--- WHAT THIS TASK INVOLVES ---
Pick up the blog post about raising money from investors and continue it from its last sentence.

--- SELECTED TEXT ---
-- Start --
Tuesday, April 17, 2007

Lesson #11 - Don't chase Money, and don't expect it either

As an active angel investor and having run an angel fund for a few years, I often am asked by entrepreneurs "How do I find investors?". Its a hard questions to answer, and even harder where I live in Florida - where venture capital is far and few between.

I have two answers - one optimistic and one a little pessimistic. But I think there needs to some levity to the answer, because raising capital is not easy, and in many cases even when you do raise capital it may be something you regret down the road. It is a classic case of "be careful of what you wish for - you may just get it".

My first answer is - a question. Before I can give you my opinion on how to raise capital - Answer the following:

Are you a scientist at a University? a successful Entrepreneur who has sold a previous venture? or a industry veteran who was a VP at a Fortune 5000 company?

If the answer is no, no and no. Then your chance for raising any institutional capital is less than 1%. If you do not live in Boston, New York or Silicon Valley - then your chance is less then .01%. I realize this is pessimistic - I am the last guy who wants to be a buzz kill for an entrepreneur - but I am trying to save the entrepreneur time and money - and convince them to focus on other paths.

The fact is - Venture Capitalists are bankers. They know the statistics, the know the variables, and they are in the business of reducing risk in their investments. One of the biggest risks in backing ventures is the founder/CEO - and if you do not fit the mold - its almost an immediate "No".
-- End --
--- RECORD EXCERPTS ---
-- Start --
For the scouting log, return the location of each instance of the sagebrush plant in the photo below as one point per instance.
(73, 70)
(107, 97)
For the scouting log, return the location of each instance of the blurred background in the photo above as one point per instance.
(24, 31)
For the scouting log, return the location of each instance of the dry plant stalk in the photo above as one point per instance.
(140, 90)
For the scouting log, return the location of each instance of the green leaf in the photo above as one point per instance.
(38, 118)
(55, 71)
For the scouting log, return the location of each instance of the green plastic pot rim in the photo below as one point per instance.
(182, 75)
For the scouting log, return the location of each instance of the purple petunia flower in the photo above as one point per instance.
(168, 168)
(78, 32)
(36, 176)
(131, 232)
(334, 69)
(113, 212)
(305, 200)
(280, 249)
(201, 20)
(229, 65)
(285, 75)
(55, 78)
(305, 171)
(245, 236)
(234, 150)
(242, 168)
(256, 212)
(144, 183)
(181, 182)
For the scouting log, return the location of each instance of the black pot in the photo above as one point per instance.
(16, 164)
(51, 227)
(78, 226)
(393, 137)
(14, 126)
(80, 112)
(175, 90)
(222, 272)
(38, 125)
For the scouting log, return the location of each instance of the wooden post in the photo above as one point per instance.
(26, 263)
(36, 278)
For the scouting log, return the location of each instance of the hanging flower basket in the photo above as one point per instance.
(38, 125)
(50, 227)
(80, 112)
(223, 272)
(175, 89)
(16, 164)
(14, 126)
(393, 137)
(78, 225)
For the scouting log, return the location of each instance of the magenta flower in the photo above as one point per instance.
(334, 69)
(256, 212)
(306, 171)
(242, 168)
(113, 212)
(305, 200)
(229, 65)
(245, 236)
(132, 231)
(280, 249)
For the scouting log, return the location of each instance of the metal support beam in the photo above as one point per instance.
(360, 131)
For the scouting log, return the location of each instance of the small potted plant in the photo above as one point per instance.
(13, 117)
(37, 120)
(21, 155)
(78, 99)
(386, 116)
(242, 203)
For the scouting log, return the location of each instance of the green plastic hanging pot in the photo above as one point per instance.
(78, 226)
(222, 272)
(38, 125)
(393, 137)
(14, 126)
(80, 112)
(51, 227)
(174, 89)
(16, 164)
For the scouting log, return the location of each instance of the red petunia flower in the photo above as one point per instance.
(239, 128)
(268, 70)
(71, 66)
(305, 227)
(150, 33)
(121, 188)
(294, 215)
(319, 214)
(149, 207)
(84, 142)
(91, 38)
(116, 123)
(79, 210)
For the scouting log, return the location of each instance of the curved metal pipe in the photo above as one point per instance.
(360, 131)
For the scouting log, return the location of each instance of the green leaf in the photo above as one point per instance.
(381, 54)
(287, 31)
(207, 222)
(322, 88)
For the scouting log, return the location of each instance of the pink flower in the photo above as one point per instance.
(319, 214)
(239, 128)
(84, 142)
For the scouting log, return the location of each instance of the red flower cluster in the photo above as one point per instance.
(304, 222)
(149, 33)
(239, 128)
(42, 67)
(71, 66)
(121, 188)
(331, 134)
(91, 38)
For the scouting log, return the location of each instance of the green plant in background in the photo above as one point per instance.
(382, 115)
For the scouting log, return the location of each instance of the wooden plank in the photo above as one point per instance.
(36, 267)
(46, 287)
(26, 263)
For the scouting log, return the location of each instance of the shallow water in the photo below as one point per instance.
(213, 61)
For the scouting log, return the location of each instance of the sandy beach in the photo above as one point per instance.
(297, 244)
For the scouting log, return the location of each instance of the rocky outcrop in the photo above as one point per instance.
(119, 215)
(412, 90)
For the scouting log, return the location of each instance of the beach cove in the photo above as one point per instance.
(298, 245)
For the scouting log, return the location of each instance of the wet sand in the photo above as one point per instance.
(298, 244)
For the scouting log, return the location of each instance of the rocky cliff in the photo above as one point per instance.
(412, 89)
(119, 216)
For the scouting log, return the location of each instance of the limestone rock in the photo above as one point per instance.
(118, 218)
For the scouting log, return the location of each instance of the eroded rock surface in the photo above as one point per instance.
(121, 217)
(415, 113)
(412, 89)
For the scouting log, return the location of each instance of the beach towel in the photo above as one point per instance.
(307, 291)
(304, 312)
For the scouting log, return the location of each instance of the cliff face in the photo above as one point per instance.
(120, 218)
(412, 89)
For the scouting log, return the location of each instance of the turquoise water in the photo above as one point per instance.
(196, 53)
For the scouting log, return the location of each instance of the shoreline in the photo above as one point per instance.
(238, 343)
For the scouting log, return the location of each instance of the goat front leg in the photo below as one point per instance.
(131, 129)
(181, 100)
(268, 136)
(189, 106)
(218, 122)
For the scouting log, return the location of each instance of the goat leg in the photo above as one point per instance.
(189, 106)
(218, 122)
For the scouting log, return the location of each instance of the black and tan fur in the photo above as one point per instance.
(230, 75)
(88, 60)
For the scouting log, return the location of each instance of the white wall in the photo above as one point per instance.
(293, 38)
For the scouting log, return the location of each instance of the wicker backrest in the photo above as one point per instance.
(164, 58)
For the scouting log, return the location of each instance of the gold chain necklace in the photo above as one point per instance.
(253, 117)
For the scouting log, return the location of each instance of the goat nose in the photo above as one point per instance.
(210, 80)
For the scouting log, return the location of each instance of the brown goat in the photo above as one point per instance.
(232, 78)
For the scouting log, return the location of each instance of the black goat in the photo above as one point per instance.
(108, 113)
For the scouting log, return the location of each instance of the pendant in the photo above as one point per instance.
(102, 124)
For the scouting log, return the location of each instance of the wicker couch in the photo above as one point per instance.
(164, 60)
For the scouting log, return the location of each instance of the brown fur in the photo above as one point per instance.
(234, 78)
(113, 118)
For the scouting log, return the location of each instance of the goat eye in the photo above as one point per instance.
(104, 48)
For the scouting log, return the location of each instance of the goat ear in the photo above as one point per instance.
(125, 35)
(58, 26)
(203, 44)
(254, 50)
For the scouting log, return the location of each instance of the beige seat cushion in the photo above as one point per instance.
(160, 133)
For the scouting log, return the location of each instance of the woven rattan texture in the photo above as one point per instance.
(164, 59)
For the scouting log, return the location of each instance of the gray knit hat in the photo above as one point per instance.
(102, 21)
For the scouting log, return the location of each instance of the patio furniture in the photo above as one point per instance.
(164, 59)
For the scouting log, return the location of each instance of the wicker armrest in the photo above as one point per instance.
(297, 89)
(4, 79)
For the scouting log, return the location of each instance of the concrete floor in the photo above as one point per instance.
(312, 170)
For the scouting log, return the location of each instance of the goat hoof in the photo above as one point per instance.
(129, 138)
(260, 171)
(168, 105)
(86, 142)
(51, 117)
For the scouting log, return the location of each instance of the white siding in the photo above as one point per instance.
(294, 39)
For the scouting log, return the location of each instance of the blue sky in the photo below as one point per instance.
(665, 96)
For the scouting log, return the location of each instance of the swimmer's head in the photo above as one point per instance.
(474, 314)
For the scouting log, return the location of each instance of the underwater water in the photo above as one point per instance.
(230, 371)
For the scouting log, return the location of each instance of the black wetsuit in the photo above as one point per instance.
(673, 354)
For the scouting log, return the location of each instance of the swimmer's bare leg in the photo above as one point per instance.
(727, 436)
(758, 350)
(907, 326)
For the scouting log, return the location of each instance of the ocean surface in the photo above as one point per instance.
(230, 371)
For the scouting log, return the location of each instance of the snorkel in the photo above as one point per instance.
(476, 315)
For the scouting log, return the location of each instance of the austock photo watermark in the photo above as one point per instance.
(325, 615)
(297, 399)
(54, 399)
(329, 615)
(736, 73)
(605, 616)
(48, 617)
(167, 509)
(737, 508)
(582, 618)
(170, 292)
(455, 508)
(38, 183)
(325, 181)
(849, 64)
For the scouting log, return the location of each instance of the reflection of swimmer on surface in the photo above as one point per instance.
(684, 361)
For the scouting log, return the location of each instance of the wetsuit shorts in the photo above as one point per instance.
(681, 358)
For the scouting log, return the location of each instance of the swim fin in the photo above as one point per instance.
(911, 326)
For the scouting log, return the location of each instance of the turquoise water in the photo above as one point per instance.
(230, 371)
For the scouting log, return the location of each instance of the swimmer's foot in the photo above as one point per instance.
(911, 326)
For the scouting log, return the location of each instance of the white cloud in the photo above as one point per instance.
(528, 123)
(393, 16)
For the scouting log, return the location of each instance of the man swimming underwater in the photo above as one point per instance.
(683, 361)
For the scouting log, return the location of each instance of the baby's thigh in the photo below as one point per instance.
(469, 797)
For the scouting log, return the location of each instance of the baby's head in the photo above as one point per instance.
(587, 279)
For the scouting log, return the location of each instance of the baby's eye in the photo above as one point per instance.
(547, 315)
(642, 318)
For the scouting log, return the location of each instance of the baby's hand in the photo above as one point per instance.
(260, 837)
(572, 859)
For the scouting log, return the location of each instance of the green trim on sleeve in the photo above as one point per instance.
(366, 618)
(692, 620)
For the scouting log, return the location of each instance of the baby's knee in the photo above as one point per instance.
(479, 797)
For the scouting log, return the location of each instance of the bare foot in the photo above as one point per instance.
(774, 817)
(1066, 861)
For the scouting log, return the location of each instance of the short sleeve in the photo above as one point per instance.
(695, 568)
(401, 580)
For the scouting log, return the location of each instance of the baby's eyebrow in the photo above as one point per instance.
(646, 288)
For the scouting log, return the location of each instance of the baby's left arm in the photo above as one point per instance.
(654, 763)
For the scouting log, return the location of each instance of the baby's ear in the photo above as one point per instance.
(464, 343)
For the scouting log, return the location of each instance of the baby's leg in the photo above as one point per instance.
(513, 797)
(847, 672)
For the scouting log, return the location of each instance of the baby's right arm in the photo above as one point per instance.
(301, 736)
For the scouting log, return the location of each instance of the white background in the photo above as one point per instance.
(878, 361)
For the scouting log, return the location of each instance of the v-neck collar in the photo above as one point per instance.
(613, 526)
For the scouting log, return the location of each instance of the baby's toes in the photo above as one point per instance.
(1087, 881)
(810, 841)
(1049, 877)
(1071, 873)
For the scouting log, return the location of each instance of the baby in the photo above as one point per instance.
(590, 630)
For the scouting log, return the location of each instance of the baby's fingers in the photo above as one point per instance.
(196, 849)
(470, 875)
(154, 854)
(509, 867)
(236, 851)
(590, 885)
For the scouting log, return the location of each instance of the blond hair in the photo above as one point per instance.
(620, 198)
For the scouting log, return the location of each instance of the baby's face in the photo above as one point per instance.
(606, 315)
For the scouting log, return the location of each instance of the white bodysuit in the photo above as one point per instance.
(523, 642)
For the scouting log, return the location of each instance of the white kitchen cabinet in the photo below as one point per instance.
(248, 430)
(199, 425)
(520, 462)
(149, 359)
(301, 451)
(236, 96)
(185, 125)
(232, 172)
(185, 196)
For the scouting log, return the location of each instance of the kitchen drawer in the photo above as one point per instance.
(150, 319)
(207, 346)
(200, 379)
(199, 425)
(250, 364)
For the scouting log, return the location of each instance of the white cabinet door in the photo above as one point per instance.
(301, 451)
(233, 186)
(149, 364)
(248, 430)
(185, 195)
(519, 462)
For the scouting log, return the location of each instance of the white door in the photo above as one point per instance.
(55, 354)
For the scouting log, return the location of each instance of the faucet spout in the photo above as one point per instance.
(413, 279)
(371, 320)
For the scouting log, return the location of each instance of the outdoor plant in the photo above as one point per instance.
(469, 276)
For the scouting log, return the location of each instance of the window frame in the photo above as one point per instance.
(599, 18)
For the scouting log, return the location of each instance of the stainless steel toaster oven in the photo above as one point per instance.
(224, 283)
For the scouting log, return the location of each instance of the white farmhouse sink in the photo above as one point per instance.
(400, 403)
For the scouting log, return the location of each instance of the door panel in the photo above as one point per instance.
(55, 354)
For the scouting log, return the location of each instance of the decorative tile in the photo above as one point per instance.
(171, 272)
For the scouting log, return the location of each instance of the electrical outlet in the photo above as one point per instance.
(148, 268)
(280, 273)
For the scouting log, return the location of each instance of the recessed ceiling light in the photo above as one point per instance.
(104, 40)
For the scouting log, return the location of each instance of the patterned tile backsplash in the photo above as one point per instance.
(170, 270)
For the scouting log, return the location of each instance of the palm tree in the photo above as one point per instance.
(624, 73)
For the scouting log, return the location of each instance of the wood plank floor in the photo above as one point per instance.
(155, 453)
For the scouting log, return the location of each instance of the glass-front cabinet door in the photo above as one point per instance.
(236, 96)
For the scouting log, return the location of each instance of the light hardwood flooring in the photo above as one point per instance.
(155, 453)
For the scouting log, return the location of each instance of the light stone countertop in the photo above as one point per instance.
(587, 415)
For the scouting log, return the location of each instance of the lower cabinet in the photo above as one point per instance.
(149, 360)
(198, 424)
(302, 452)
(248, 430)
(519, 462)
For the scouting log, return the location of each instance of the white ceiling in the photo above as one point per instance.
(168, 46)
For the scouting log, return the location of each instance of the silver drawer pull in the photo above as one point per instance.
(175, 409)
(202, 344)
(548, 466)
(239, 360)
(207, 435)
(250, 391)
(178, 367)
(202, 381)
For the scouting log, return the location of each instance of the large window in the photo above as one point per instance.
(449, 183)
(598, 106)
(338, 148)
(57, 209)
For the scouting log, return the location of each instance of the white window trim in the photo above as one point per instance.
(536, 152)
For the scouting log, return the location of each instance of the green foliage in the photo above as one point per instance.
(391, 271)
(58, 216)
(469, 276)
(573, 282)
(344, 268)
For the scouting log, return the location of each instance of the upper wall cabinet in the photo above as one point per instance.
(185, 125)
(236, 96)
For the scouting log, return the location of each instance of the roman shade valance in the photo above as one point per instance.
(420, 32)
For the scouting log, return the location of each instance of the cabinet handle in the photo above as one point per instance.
-- End --
--- REPLY ---
So, what is my second answer - Don't chase the money. Focus on building your business. Entrepreneurship and starting a company is not easy. If an entrepreneur is not prepared to sacrifice, invest their life savings and survive day-to-day on a string budget - then they probably should not be an entrepreneur. Many people I advise them to work for a startup that may have capital, learn the ropes and then go out on their own. Some people I talk to - are not necessarily convinced their idea is the next "billion" dollar idea - but just want to experience the life of an entrepreneur. You don't have to start the company in order to qualify as an entrepreneur. If there is a hunger for risk - there are multiple options. Join a VC -backed company looking for experienced talent - or join a larger company - and look for opportunity for spin-off opportunities.

If you are a hard-core entrepreneur, and you do believe your idea/company is the next big thing - then you need to take this advice to heart - DO NOT chase money. Focus on building your business, and the money will follow. Create value.

Don't spend your days working on a business plan, financial pro-formas based on "what if's", and building skin-deep partnerships with other companies. This is a complete waste of time. It doesn't build value - it distracts you from building a business.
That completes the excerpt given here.